» Recorded information

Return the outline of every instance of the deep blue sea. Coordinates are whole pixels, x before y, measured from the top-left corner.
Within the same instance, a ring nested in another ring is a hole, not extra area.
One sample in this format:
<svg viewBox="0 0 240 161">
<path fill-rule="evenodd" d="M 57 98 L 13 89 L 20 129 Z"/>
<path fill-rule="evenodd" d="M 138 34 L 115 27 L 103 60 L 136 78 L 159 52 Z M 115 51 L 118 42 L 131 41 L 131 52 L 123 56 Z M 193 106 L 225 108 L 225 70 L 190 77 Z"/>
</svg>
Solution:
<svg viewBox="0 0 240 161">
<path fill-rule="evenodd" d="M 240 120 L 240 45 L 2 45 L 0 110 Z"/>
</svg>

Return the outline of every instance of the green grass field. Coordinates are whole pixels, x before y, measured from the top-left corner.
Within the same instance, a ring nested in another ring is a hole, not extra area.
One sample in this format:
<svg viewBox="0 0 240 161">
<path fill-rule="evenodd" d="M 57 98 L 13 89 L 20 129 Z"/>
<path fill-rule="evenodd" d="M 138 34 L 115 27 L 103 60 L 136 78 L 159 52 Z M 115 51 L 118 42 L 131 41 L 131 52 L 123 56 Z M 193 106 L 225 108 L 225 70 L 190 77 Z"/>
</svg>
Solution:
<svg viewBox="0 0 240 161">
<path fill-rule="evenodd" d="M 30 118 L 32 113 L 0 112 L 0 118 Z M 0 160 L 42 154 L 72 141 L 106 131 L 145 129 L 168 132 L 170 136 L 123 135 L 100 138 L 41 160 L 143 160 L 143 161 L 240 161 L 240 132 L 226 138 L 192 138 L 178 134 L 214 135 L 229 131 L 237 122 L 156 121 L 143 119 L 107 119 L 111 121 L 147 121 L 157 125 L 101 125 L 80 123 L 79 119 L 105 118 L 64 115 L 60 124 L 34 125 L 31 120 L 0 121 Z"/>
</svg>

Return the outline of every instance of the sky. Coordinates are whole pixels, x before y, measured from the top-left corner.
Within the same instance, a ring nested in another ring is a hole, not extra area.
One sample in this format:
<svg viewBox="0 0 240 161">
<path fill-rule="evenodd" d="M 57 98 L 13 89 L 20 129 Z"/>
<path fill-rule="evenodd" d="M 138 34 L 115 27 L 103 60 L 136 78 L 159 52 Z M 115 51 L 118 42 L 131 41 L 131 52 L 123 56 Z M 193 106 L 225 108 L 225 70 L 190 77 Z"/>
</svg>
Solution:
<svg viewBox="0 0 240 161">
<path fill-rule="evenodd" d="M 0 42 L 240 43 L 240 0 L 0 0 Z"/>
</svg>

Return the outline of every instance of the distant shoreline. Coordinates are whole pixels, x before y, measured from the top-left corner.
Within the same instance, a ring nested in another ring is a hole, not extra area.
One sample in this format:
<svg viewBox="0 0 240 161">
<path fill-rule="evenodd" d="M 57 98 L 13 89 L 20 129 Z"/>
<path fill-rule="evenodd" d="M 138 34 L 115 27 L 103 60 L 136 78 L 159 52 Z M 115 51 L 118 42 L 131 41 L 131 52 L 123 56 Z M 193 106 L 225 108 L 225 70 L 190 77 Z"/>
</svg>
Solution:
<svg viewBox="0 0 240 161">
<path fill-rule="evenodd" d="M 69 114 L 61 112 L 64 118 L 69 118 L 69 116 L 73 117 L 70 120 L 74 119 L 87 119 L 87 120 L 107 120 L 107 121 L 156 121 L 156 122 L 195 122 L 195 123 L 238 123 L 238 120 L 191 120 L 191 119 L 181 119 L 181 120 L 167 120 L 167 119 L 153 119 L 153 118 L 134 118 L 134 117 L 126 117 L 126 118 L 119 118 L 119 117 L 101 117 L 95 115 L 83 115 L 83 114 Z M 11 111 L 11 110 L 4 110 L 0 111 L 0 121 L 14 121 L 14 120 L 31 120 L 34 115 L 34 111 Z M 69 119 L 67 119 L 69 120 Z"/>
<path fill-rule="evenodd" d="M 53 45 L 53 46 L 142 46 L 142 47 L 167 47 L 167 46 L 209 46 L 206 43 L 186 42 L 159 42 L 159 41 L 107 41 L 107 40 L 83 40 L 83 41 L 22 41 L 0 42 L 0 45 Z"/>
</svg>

» What the task requires
Reproduce the records exactly as they appear.

» Solution below
Return the outline of every instance of the deep blue sea. Coordinates are whole pixels, x before y, measured from the top-left corner.
Within the same instance, a ring nested in another ring is a hole, not extra area.
One sample in this format:
<svg viewBox="0 0 240 161">
<path fill-rule="evenodd" d="M 57 98 L 13 89 L 20 129 Z"/>
<path fill-rule="evenodd" d="M 138 34 L 115 27 L 103 60 L 136 78 L 159 52 Z M 115 51 L 118 42 L 131 41 L 131 52 L 123 56 Z M 193 106 L 225 108 L 225 70 L 190 77 Z"/>
</svg>
Solution:
<svg viewBox="0 0 240 161">
<path fill-rule="evenodd" d="M 240 120 L 240 45 L 2 45 L 0 110 Z"/>
</svg>

Return the outline of every instance of the green grass field. Coordinates are whole pixels, x before y, measured from the top-left corner.
Within the same instance, a ring nested in another ring is a hole, not extra area.
One sample in this format:
<svg viewBox="0 0 240 161">
<path fill-rule="evenodd" d="M 57 98 L 13 89 L 20 129 Z"/>
<path fill-rule="evenodd" d="M 138 34 L 115 27 L 103 60 L 136 78 L 159 52 Z M 115 51 L 118 42 L 131 41 L 131 52 L 123 56 Z M 193 106 L 225 108 L 225 70 L 190 77 Z"/>
</svg>
Solution:
<svg viewBox="0 0 240 161">
<path fill-rule="evenodd" d="M 30 118 L 32 113 L 0 112 L 0 118 Z M 0 160 L 42 154 L 72 141 L 106 131 L 145 129 L 168 132 L 170 136 L 123 135 L 100 138 L 41 160 L 143 160 L 143 161 L 240 161 L 240 132 L 226 138 L 192 138 L 178 134 L 214 135 L 229 131 L 237 122 L 156 121 L 143 119 L 107 119 L 111 121 L 147 121 L 157 125 L 101 125 L 80 123 L 79 119 L 105 118 L 64 115 L 60 124 L 34 125 L 31 120 L 0 121 Z"/>
</svg>

Return the outline of every instance of the sky. Coordinates are whole pixels, x before y, measured from the top-left corner.
Within the same instance, a ring nested in another ring is a hole, not extra area.
One sample in this format:
<svg viewBox="0 0 240 161">
<path fill-rule="evenodd" d="M 57 98 L 13 89 L 20 129 Z"/>
<path fill-rule="evenodd" d="M 138 34 L 115 27 L 103 60 L 136 78 L 159 52 Z M 115 51 L 118 42 L 131 41 L 131 52 L 123 56 Z M 193 106 L 225 108 L 225 70 L 190 77 Z"/>
</svg>
Solution:
<svg viewBox="0 0 240 161">
<path fill-rule="evenodd" d="M 0 42 L 240 43 L 240 0 L 0 0 Z"/>
</svg>

Return the outline of every instance of the distant shoreline. Coordinates are whole pixels, x before y, measured from the top-left corner.
Within the same instance, a ring nested in another ring is a hole, not extra area.
One sample in this format:
<svg viewBox="0 0 240 161">
<path fill-rule="evenodd" d="M 57 98 L 13 89 L 20 129 Z"/>
<path fill-rule="evenodd" d="M 138 34 L 115 27 L 103 60 L 136 78 L 159 52 Z M 115 51 L 118 42 L 131 41 L 131 52 L 123 56 Z M 193 106 L 225 108 L 225 70 L 190 77 Z"/>
</svg>
Solution:
<svg viewBox="0 0 240 161">
<path fill-rule="evenodd" d="M 69 114 L 61 112 L 64 118 L 69 118 L 69 116 L 73 117 L 70 120 L 74 119 L 87 119 L 87 120 L 107 120 L 107 121 L 156 121 L 156 122 L 195 122 L 195 123 L 238 123 L 238 120 L 191 120 L 191 119 L 181 119 L 181 120 L 167 120 L 167 119 L 153 119 L 153 118 L 134 118 L 134 117 L 126 117 L 126 118 L 119 118 L 119 117 L 101 117 L 95 115 L 83 115 L 83 114 Z M 11 111 L 11 110 L 4 110 L 0 111 L 0 121 L 14 121 L 14 120 L 31 120 L 34 115 L 34 111 Z M 69 119 L 67 119 L 69 120 Z"/>
<path fill-rule="evenodd" d="M 53 45 L 53 46 L 142 46 L 142 47 L 167 47 L 167 46 L 209 46 L 206 43 L 186 42 L 159 42 L 159 41 L 107 41 L 107 40 L 83 40 L 83 41 L 22 41 L 0 42 L 0 45 Z"/>
</svg>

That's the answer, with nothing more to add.